Annotated coordinate records

++++++

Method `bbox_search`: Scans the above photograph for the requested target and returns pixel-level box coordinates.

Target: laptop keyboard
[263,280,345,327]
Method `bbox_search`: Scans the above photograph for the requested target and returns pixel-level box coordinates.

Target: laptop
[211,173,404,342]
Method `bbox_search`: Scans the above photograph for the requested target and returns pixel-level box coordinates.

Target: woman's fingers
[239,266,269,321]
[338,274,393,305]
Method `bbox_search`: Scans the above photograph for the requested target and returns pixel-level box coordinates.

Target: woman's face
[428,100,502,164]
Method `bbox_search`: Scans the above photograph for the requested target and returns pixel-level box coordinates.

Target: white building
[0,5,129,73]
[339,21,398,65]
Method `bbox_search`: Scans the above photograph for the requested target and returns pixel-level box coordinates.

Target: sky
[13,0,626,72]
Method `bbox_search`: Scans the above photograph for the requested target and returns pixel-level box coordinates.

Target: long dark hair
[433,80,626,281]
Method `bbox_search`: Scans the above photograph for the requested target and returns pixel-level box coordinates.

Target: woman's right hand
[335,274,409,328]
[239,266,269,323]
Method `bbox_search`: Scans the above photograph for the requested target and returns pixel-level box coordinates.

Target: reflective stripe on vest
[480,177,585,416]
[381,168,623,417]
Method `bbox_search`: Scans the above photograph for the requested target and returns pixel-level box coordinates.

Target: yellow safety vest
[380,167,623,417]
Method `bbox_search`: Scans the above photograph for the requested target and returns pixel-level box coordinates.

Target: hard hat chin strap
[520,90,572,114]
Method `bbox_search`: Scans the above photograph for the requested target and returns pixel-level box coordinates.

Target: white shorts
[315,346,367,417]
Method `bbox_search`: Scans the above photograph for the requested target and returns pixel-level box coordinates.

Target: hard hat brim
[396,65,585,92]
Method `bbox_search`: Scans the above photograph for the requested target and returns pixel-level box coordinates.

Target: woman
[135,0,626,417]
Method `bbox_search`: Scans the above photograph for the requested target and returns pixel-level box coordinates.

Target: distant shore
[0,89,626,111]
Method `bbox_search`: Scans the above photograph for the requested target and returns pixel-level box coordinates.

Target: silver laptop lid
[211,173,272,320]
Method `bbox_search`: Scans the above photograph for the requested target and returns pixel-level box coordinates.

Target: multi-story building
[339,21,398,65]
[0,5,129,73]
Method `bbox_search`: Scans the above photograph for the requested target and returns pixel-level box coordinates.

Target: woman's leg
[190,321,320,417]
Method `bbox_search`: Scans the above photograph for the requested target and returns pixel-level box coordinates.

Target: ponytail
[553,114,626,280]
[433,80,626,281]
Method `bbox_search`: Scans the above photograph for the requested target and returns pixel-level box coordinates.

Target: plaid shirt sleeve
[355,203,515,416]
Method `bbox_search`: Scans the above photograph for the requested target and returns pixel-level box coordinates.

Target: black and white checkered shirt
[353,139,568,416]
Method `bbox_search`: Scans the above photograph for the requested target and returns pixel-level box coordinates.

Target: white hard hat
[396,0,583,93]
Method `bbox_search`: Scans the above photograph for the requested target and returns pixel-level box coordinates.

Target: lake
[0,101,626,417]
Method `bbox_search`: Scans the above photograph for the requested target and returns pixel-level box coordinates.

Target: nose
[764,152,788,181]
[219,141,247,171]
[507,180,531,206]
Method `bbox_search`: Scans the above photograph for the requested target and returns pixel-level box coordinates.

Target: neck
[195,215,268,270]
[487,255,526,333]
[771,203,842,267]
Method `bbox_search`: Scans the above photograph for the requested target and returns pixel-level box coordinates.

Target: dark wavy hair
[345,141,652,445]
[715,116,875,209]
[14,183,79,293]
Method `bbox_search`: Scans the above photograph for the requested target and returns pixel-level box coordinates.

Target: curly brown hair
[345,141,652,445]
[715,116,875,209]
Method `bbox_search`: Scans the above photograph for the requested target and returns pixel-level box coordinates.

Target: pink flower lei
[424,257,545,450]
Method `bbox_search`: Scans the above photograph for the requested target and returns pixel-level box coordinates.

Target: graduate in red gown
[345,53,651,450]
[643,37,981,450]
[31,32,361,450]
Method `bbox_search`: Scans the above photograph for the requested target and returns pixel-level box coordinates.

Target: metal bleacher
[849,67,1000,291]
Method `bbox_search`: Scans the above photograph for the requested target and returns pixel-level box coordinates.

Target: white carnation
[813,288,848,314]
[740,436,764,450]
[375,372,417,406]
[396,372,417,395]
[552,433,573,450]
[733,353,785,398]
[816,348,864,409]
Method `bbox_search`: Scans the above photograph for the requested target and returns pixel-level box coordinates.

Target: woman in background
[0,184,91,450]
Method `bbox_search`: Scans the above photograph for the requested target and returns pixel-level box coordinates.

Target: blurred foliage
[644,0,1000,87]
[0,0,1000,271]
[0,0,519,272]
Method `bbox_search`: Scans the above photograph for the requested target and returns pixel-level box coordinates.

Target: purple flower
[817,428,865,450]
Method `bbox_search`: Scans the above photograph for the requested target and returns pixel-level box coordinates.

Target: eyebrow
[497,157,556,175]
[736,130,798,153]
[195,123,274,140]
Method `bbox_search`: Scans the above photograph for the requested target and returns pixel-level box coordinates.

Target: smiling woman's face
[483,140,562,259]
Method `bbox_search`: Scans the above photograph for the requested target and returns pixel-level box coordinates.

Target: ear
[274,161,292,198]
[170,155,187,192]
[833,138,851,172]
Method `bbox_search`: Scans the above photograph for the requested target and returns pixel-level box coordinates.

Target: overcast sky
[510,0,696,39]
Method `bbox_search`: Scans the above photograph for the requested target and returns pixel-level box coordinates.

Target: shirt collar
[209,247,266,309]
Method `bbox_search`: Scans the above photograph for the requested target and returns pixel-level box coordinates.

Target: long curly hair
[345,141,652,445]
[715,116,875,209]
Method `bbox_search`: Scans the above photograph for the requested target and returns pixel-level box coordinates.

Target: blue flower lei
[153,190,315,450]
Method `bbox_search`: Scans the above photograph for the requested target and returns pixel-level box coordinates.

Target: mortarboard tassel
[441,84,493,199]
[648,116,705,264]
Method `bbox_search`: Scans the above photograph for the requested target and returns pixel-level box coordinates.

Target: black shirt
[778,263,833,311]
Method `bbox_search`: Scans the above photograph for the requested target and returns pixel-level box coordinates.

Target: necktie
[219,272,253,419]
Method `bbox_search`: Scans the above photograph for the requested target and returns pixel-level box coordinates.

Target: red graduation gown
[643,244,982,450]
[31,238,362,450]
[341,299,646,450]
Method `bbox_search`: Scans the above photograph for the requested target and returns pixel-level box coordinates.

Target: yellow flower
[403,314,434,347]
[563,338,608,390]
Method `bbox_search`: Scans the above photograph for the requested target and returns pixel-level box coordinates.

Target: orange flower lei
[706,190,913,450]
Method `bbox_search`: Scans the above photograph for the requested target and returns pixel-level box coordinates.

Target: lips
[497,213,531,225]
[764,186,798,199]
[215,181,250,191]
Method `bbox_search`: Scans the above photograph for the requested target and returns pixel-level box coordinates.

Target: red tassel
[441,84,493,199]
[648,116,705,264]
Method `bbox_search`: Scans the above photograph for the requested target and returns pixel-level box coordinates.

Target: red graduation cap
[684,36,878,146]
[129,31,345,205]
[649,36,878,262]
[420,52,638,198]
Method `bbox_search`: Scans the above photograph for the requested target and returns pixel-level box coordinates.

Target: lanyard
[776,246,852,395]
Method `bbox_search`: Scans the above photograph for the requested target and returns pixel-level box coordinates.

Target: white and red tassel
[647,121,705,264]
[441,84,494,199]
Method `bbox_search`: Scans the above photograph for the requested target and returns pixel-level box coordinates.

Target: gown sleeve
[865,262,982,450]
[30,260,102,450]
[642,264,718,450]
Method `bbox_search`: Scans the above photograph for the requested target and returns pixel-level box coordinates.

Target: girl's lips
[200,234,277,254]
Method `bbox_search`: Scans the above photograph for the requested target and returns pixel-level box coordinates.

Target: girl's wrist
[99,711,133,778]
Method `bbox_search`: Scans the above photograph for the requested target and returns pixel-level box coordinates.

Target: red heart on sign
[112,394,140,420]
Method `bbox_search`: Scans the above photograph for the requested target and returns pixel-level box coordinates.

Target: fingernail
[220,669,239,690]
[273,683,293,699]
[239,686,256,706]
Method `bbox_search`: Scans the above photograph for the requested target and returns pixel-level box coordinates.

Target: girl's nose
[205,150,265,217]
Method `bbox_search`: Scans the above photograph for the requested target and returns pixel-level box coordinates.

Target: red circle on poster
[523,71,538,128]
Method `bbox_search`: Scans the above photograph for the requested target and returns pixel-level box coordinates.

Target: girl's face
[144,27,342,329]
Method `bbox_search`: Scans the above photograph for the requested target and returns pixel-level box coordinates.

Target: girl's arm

++++++

● **Brief**: From the material above, gather every line that contains the string "flower".

● **Response**:
Target: pink flower lei
Target: purple flower
Target: blue flower lei
Target: yellow flower
Target: orange flower lei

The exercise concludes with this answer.